= WHAT THE EXERCISE ASKS =
Please copy out the records that follow, word for word.

= SOURCE MATERIAL =

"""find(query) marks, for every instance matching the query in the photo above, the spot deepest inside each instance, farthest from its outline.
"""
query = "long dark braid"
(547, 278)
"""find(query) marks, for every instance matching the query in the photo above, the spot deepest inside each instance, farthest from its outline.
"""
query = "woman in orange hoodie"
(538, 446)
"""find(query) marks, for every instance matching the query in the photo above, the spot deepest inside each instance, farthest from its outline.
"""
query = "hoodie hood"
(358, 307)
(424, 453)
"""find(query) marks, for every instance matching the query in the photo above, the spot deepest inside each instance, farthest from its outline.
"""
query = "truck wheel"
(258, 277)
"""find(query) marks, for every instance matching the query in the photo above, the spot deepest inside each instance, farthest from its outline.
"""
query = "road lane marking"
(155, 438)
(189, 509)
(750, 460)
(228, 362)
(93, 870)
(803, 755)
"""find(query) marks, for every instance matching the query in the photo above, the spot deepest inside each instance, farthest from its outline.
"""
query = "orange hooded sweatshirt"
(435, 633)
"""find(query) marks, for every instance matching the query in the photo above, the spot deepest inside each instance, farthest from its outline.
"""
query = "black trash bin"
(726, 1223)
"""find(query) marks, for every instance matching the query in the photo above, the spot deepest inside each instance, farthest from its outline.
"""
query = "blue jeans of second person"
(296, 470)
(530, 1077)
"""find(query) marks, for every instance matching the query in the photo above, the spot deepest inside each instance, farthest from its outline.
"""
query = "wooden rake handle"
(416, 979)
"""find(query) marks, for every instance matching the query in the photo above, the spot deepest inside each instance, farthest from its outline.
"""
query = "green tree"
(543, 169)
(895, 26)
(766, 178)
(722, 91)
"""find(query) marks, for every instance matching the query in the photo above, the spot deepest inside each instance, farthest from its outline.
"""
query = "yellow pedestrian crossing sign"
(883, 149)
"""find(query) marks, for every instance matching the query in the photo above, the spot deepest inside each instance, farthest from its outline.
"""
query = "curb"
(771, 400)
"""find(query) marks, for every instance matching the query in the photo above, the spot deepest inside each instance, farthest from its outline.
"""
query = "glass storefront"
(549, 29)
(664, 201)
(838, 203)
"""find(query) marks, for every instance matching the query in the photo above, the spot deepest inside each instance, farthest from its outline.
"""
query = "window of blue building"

= ANSWER TO THE PROBLEM =
"""find(query) marks, for every instance matching the query in the photo above, the spot deepest inside each instance, farthest from its outline.
"""
query = "long dark braid"
(547, 278)
"""find(query) marks, for every instance matching the query in the photo above, the spot deepest inside each instance, farthest from its outline.
"""
query = "woman in orange hoodie"
(538, 446)
"""find(query) marks, for every instance matching the query in the photo above, the spot deepest inside each instance, farthest from its outline.
"""
query = "hoodie hood"
(358, 307)
(424, 453)
"""find(query) marks, for every instance matching the query in the photo above, the spot deepest inside each instance, farthest from its outline.
"""
query = "truck wheel"
(258, 277)
"""find(query) marks, for every instance matching the query in the photo above, the spot deepest inside each instance, farthest from its outline.
"""
query = "road lane marking"
(155, 438)
(189, 509)
(750, 460)
(228, 362)
(93, 870)
(803, 755)
"""find(query) marks, for every instance matching the query in the photo above, the spot deepest inside each instance, farthest from its outline.
"""
query = "orange hooded sweatshirt"
(435, 633)
"""find(query) marks, for every instance matching the query in the photo above, the spot deepest inside each instance, farthest from its outline.
"""
query = "black trash bin"
(726, 1223)
"""find(query) marks, for every instance matching the query in the photo above, the spot deepest inside each instance, farthest from its outline.
"""
query = "blue jeans of second person"
(296, 470)
(530, 1077)
"""find(query) marks, for every instance matching the query in the photo above, the spot deepest inside each instance, farthest from its outline.
"""
query = "wooden rake handle"
(416, 979)
"""find(query) marks, for every instance matching the query in the photo above, the spot deepest inside each instance, farthest from its outline.
"""
query = "green tree"
(543, 169)
(895, 26)
(766, 178)
(722, 91)
"""find(query) marks, for every instance matching the query in the photo above, the spot deepest inside each instance, farthest from its outline.
"""
query = "yellow pedestrian crossing sign"
(883, 149)
"""find(query) marks, for every instance matching the query in the photo above, the spot deepest inside each instance, farthest from its outline.
"""
query = "curb"
(771, 400)
"""find(query) marks, for every instance matching the query in the photo above, the spot deepest inside each instance, farthest from its outline.
"""
query = "glass storefront"
(549, 29)
(664, 201)
(838, 203)
"""find(query) marks, for every instance matching the query in the photo above, the spot deepest inside each instance, farthest from its outline.
"""
query = "window of blue building"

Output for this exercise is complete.